THE EXERCISE:
Reproduce every one of the entries below word for word, changing nothing.

SUPPLIED MATERIAL:

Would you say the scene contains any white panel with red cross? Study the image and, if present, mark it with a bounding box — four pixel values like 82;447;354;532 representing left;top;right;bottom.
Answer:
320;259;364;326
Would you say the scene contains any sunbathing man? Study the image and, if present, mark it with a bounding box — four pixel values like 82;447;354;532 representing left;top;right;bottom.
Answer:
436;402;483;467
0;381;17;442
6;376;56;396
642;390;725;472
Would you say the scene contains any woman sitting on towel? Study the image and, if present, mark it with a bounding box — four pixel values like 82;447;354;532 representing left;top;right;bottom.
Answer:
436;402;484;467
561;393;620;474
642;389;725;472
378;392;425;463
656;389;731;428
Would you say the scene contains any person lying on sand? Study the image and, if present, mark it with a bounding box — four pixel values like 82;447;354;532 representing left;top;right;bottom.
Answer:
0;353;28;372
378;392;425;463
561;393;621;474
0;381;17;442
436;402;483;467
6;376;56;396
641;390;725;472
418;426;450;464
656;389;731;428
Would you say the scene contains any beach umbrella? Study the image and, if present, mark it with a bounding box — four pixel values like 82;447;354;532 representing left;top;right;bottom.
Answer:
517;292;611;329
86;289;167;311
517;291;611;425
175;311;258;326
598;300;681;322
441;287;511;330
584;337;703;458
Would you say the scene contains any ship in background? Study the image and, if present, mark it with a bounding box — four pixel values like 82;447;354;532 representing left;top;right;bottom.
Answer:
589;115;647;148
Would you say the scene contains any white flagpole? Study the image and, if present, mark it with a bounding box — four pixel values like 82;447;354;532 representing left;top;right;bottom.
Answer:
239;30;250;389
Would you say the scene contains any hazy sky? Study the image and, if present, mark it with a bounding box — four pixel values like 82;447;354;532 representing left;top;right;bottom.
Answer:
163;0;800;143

ANSWER:
Would you say the scene contains any white panel with red cross? Study the image and, if present, mark it with a bounding box — four pixel values like 82;447;354;532 representing left;top;right;bottom.
Answer:
320;259;364;326
Would you say the scene contains any sunbathing man? Study the image and, if present, mark it with a bounding box — four pixel values like 82;447;354;532 representing left;top;right;bottom.
Answer:
436;402;483;467
0;381;17;442
6;376;56;396
642;390;725;472
Would you say the scene contains any woman sitting on towel? Study the image and, if present, mark it with a bounding box — four pixel values like 82;447;354;532 representing left;top;right;bottom.
Answer:
436;402;484;467
561;393;620;474
642;389;725;472
378;392;425;463
656;389;731;428
Would you say the scene contains any person lying on sand? Study the image and, if present, mark it with a bounding box — four pixel values like 82;447;354;532 representing left;top;right;bottom.
Answer:
0;353;28;372
378;392;425;463
561;393;621;474
0;381;17;442
436;402;483;467
6;376;56;396
641;390;725;472
418;426;450;464
656;389;731;428
Would you say the scene contains any beach umbrella? Study the image and, if present, mark it with a bounding box — four pixel values like 82;447;354;532 representing left;top;right;bottom.
Answer:
517;292;611;329
86;289;167;311
517;291;611;425
175;311;258;326
598;300;681;322
441;287;511;330
584;337;703;458
Would you say the scene contains any ship in background? Study the image and, if present, mark it with a bounding box — four pixel values like 82;447;354;532 representing left;top;right;bottom.
Answer:
589;115;647;148
Would you say the scene contains any white flagpole? Study the image and, if present, mark it with a bounding box — four pixel values like 82;447;354;532 representing left;top;right;bottom.
Answer:
239;30;250;389
Would you say the scene contains any hazy sky? Study the image and, if present, mark it with a bounding box — four pixel values like 82;447;354;532 representing left;top;right;bottom.
Answer:
163;0;800;143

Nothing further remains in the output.